**EXERCISE**
Give back every line of the material below word for word, leaving out the pictures.

Photo object-pointing records:

++++++

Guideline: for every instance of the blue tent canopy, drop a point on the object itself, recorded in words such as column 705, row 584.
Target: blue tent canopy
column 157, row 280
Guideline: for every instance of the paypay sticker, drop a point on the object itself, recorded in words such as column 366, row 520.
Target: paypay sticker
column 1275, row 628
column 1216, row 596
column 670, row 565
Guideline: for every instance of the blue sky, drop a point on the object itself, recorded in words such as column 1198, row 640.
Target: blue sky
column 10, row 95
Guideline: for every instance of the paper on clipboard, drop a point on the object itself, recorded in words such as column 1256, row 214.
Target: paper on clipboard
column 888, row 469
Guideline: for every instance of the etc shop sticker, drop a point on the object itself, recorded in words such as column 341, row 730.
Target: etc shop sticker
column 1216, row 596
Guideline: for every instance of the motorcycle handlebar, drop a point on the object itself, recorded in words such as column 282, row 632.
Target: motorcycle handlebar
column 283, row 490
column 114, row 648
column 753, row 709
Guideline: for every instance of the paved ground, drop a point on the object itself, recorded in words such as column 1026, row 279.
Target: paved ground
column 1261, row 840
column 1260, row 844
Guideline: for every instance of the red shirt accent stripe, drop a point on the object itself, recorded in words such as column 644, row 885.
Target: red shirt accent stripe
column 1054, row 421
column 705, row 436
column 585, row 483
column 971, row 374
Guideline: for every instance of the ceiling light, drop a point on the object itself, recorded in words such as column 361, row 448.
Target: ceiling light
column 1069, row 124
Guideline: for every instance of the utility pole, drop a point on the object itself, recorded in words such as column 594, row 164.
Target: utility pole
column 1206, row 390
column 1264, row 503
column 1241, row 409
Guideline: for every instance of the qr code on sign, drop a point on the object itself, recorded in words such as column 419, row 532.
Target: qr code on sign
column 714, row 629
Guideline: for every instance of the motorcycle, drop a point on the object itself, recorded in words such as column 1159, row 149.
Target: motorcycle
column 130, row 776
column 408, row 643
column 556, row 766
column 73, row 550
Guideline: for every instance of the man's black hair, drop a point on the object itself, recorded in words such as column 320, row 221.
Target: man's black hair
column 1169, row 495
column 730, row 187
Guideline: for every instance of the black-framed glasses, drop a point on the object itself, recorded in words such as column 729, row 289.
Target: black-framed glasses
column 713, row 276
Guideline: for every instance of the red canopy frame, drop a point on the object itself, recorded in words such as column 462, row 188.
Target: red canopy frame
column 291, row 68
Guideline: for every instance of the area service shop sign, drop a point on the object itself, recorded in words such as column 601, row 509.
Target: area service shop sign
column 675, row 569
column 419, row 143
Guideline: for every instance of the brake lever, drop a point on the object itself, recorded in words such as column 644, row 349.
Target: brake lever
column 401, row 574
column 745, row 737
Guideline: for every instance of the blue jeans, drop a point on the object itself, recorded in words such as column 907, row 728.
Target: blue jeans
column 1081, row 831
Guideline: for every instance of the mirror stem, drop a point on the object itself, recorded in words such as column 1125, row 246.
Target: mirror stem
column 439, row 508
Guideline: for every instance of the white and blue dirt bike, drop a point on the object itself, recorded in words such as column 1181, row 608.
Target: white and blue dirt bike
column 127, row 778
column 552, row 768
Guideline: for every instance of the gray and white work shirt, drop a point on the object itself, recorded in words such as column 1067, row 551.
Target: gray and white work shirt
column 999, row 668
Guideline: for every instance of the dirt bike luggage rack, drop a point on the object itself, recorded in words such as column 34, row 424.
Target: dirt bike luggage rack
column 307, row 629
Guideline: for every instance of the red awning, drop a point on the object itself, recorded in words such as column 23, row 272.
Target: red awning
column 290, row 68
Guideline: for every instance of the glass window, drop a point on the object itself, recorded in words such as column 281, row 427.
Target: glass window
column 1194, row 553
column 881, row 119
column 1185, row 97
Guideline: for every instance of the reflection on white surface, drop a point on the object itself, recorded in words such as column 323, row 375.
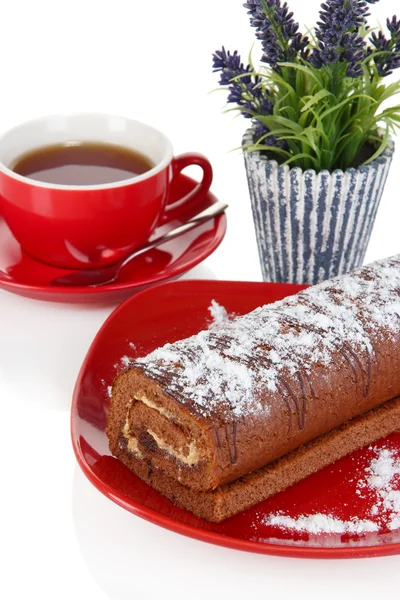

++++++

**SOLUTION TO THE EXERCISE**
Guideline: for every instance of the blue tent canopy, drop a point on the object itself, recorded in words such as column 705, row 584.
Target: blue tent canopy
column 157, row 280
Guideline: for every instance of the paypay sticker, drop a point on the object itself, recorded in words such as column 366, row 520.
Target: paypay sticker
column 1275, row 628
column 1216, row 596
column 670, row 565
Guideline: for every instance of the blue sky, drop a point on the object itself, recorded in words such as column 1198, row 640.
Target: blue sky
column 10, row 95
Guideline: for every instance of the paper on clipboard, drop a point on the object itself, recorded in words such as column 1256, row 214.
Target: paper on clipboard
column 888, row 469
Guideline: for every instance of the etc shop sticker, drop a point on the object itself, recorded in words such as column 341, row 730.
Target: etc shop sticker
column 1216, row 596
Guideline: for every instance of the motorcycle handlebar, drop a point on the object itself, recorded in words such as column 282, row 632.
Target: motorcycle handlebar
column 283, row 490
column 114, row 648
column 753, row 709
Guideline: for every instance of the paved ground, drop a point on the object itself, recorded in words such as column 1026, row 279.
Target: paved ground
column 1261, row 840
column 1260, row 844
Guideline: for every instance of the red shirt accent stripe, drop a point on the object itself, recorded in words such as column 644, row 885.
Target: red shirt accent stripe
column 1054, row 421
column 705, row 436
column 585, row 483
column 971, row 374
Guideline: for every instance of the ceiling light, drop a point on the object itself, recorded in words such as column 361, row 448.
Target: ceiling light
column 1069, row 124
Guideline: for every instance of the utility pole, drop a point on the object itself, recorded in words such as column 594, row 164.
Target: utility pole
column 1206, row 390
column 1264, row 503
column 1241, row 409
Guideline: for every instance of the qr code on sign, drop a point on the object itself, recorded in words such as column 419, row 532.
Target: qr code on sign
column 714, row 629
Guideline: for every instance of the motorcycle, drop a point on the object itself, recorded in words such as column 1159, row 149.
Target: motorcycle
column 130, row 776
column 408, row 643
column 556, row 766
column 73, row 550
Guideline: for every instance of the man's black hair, drop a point on the object itself, recorded in words such as column 320, row 221.
Target: man's black hair
column 1169, row 495
column 730, row 187
Guideline: for every instance of the black-framed glasses, drop a point on the object itself, recorded in words such as column 729, row 289.
Target: black-framed glasses
column 713, row 276
Guideline: for every instance of the red canopy frame, drop a point on the object itself, recorded in words such as column 462, row 188.
Target: red canopy frame
column 291, row 68
Guideline: for every instance of the area service shop sign, drop a point on the object itself, recorded in words such as column 601, row 509.
Target: area service shop sign
column 675, row 569
column 419, row 143
Guideline: for every instance of the brake lever, drop a point on the object itself, recorded in words such as column 644, row 349.
Target: brake lever
column 401, row 574
column 745, row 737
Guideline: for every instance of the blue jeans, drop a point on the object itself, recorded in words such as column 907, row 728.
Target: blue jeans
column 1081, row 831
Guideline: for every instance of the mirror stem, drop a point on the object itself, recorded in words such as column 1125, row 246.
Target: mirror stem
column 439, row 508
Guideline: for every instance of the white and blue dirt bike, drop a point on the object itself, recorded in words such as column 1181, row 608.
Target: white and blue dirt bike
column 127, row 778
column 552, row 768
Guideline: for every instance of the gray and white work shirt, drop a point on the object itself, recorded in words such as column 1067, row 551.
Target: gray and white work shirt
column 999, row 668
Guideline: for every instance of the dirt bike luggage rack, drop a point on the object itself, recorded in words such as column 34, row 424.
Target: dirt bike luggage rack
column 307, row 629
Guideline: for every instance of the red awning, drop a point on the object itself, recorded in words such as column 23, row 272.
Target: red awning
column 290, row 68
Guideline: for every instance of the glass window, drop a point on the object itself, recorded in words such as column 281, row 427.
Target: glass window
column 1194, row 553
column 881, row 119
column 1185, row 97
Guideline: for every instance of the reflection on white surface, drop a point on the object itself, recorded in words such as column 323, row 375.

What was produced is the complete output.